**What the exercise asks**
Can you retype the entire report below, on the $6.6 million verdict for a delayed cancer diagnosis, word for word?

**Passage provided**

$6,600,000 – Failure to Diagnose Cancer on Time

A Philadelphia jury yesterday awarded more than $6.6 million in damages to a woman who sued two doctors for failing to diagnose breast cancer in time to halt its spread to her liver and other vital organs.

The plaintiff, Annette Urquhart, is entitled to about $6.338 million, as she was held 5 percent contributory negligent for failing to secure a third opinion.

Urquhart’s obstetrician-gynecologist, Carl held 25 percent responsible for the delayed diagnosis, and her family doctor, Earl Zipin, 70 percent, said Urquhart’s lawyer, Michael F. Barrett of Saltz Mongeluzzi & Barrett, who tried the case along with Ara Richard Avrigian of the Saltz Mongeluzzi firm.

The verdict came down yesterday after a week-long trial In 1993, Urquhart, then 34, had a fibroidectomy from the uterus. In November of that year, five weeks short of her 35th birthday, she received a six-month checkup from Della Badia.

**Excerpts from a dataset**
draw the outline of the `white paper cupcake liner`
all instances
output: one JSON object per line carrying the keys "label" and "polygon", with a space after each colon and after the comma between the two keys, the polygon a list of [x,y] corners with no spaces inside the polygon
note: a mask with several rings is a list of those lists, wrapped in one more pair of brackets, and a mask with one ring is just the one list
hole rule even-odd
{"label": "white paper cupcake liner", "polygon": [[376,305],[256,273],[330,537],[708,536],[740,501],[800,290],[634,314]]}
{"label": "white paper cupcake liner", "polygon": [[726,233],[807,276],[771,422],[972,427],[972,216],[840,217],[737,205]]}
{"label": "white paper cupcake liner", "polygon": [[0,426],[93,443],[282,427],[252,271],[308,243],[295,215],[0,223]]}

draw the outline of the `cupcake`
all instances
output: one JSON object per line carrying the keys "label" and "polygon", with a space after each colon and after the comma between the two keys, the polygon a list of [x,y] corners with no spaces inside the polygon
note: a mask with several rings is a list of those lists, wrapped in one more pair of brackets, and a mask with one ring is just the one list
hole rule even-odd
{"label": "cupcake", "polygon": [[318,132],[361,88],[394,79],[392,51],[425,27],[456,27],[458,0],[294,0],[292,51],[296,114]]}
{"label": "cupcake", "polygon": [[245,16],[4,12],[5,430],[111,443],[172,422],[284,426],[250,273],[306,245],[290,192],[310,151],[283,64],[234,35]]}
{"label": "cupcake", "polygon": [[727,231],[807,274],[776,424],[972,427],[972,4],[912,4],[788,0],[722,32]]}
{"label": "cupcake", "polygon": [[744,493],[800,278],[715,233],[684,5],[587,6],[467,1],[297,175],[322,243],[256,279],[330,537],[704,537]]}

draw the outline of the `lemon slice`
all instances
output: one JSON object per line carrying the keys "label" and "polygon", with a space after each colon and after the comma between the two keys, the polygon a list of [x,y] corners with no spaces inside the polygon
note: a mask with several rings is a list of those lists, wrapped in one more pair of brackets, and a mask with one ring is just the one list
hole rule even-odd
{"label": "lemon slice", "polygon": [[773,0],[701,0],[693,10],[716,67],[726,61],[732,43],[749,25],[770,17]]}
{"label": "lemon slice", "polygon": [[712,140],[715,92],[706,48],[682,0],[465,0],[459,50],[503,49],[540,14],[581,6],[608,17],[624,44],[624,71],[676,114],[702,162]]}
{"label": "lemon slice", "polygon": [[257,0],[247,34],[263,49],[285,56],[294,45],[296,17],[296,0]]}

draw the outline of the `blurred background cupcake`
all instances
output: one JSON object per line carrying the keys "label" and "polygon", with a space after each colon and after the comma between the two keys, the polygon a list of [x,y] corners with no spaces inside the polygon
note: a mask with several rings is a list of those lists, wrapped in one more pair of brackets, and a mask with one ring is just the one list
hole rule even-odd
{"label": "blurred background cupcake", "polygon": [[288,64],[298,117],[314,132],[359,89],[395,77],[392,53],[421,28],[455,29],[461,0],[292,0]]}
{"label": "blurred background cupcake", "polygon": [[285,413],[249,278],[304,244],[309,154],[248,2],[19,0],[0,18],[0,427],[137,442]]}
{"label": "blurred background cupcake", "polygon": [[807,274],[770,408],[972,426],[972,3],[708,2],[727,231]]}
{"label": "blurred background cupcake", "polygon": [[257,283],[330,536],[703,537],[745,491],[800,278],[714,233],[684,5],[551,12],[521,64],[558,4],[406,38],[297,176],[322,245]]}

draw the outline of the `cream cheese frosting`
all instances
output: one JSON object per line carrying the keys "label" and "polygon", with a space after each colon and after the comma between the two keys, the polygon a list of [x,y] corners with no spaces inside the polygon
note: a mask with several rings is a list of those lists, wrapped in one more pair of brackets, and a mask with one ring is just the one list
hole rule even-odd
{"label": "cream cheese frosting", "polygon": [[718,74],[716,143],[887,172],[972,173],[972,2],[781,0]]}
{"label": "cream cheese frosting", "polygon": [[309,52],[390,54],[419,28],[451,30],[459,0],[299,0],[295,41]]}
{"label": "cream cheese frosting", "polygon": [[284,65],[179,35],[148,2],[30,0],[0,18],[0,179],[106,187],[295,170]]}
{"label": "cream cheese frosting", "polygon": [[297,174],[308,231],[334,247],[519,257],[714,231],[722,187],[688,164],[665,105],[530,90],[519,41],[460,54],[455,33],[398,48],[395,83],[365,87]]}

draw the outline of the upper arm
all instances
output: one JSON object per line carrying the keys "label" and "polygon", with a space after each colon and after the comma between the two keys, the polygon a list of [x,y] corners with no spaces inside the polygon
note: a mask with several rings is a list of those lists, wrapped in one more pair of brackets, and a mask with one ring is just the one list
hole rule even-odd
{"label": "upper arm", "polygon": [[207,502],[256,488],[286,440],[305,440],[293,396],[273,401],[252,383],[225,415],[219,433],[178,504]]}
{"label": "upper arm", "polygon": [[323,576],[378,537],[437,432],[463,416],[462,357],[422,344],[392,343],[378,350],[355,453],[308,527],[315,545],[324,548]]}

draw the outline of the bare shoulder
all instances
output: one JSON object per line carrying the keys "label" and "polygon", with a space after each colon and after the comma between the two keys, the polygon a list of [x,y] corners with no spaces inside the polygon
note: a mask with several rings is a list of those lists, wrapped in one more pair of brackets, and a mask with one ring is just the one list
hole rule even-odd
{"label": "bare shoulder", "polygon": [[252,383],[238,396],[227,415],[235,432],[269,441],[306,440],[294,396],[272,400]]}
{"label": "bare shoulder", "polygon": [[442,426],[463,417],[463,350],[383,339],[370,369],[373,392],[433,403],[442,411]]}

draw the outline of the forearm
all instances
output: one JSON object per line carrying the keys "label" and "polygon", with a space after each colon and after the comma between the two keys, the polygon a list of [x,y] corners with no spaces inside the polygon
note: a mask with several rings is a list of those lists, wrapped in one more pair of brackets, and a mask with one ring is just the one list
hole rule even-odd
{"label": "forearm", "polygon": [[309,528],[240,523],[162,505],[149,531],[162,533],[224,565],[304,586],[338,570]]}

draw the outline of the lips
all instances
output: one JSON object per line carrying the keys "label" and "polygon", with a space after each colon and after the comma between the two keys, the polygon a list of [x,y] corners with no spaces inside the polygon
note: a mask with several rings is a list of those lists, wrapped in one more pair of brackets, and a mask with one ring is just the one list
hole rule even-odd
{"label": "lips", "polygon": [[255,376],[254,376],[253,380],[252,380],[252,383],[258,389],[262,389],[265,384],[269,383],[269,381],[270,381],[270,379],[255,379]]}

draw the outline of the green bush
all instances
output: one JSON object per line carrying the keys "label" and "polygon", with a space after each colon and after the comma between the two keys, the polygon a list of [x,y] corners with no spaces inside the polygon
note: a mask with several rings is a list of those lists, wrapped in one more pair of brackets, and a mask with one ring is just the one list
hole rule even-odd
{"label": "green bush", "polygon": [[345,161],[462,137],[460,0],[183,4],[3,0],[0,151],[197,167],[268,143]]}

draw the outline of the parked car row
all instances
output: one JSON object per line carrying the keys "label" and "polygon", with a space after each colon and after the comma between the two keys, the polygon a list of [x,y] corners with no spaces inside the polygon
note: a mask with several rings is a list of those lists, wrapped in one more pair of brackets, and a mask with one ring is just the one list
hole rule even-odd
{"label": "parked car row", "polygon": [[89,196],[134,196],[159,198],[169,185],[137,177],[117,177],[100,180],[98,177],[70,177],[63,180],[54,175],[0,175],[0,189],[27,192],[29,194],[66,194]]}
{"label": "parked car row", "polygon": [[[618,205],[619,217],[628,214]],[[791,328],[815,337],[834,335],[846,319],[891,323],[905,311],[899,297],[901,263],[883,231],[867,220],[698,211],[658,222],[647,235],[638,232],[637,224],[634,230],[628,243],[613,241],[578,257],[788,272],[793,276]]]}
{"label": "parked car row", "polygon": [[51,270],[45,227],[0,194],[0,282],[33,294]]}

**Solution to the exercise**
$6,600,000 – Failure to Diagnose Cancer on Time

A Philadelphia jury yesterday awarded more than $6.6 million in damages to a woman who sued two doctors for failing to diagnose breast cancer in time to halt its spread to her liver and other vital organs.

The plaintiff, Annette Urquhart, is entitled to about $6.338 million, as she was held 5 percent contributory negligent for failing to secure a third opinion.

Urquhart’s obstetrician-gynecologist, Carl held 25 percent responsible for the delayed diagnosis, and her family doctor, Earl Zipin, 70 percent, said Urquhart’s lawyer, Michael F. Barrett of Saltz Mongeluzzi & Barrett, who tried the case along with Ara Richard Avrigian of the Saltz Mongeluzzi firm.

The verdict came down yesterday after a week-long trial In 1993, Urquhart, then 34, had a fibroidectomy from the uterus. In November of that year, five weeks short of her 35th birthday, she received a six-month checkup from Della Badia.